ところでセトウチさんの足の指先が赤黒く腫れて痛むのは血行が不順だからで、一種の動脈血栓だと思います。原因は自律神経失調症から来ているのです。交感神経と副交感神経がアンバランスになることが原因です。交感神経が高揚すると血流が悪くなります。僕もかつて同じ症状で2カ月入院しましたが、当時の医学は、即物的で、この病気が心因的なものだとは診断できないで、病院の先生も頭をかかえてしまったのです。だけど現代は医学がうんと進歩しているので手術が可能です。僕が病気になったのは50年前です。手術という発想はなかったので、悪くなると足を切断する方法しかなかったのです。

## データ抜粋
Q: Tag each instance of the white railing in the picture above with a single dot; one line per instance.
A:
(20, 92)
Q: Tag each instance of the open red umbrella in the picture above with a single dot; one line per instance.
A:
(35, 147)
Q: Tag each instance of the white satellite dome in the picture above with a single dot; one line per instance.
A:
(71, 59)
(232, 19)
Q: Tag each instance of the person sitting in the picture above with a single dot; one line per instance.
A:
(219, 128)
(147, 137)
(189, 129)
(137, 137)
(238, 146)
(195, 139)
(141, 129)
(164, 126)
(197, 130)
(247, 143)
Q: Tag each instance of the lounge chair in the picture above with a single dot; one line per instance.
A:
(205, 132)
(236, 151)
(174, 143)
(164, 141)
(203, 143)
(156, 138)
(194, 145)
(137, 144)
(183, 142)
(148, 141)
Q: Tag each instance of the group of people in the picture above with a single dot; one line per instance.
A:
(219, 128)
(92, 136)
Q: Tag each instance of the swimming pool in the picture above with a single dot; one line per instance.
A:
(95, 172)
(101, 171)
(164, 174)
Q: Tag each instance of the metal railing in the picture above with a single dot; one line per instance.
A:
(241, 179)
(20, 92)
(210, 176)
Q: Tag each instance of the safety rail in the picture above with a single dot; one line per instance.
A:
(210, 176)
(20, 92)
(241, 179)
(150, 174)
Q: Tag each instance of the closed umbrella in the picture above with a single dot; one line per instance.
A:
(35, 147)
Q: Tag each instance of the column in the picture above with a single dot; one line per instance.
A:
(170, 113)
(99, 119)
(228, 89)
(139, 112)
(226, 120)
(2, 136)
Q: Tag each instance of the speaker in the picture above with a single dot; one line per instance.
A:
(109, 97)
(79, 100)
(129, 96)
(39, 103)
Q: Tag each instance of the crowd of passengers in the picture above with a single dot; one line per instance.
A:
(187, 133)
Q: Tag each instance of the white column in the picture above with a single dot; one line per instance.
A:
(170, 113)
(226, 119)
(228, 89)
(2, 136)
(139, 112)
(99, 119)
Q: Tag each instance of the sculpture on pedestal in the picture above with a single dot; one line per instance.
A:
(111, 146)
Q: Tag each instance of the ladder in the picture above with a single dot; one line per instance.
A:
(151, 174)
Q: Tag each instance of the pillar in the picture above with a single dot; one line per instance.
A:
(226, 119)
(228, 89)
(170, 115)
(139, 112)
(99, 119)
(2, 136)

## 課題の要件
1/ 本文に書かれているセトウチさんの足の指先の症状をすべて挙げよ。
2/ 本文の「ところでセトウチさんの足の指」から「する方法しかなかったのです。」までをすべて、そのまま繰り返して書け。

## 課題の解答
1/ 赤黒くなっている、腫れている、痛む

2/
ところでセトウチさんの足の指先が赤黒く腫れて痛むのは血行が不順だからで、一種の動脈血栓だと思います。原因は自律神経失調症から来ているのです。交感神経と副交感神経がアンバランスになることが原因です。交感神経が高揚すると血流が悪くなります。僕もかつて同じ症状で2カ月入院しましたが、当時の医学は、即物的で、この病気が心因的なものだとは診断できないで、病院の先生も頭をかかえてしまったのです。だけど現代は医学がうんと進歩しているので手術が可能です。僕が病気になったのは50年前です。手術という発想はなかったので、悪くなると足を切断する方法しかなかったのです。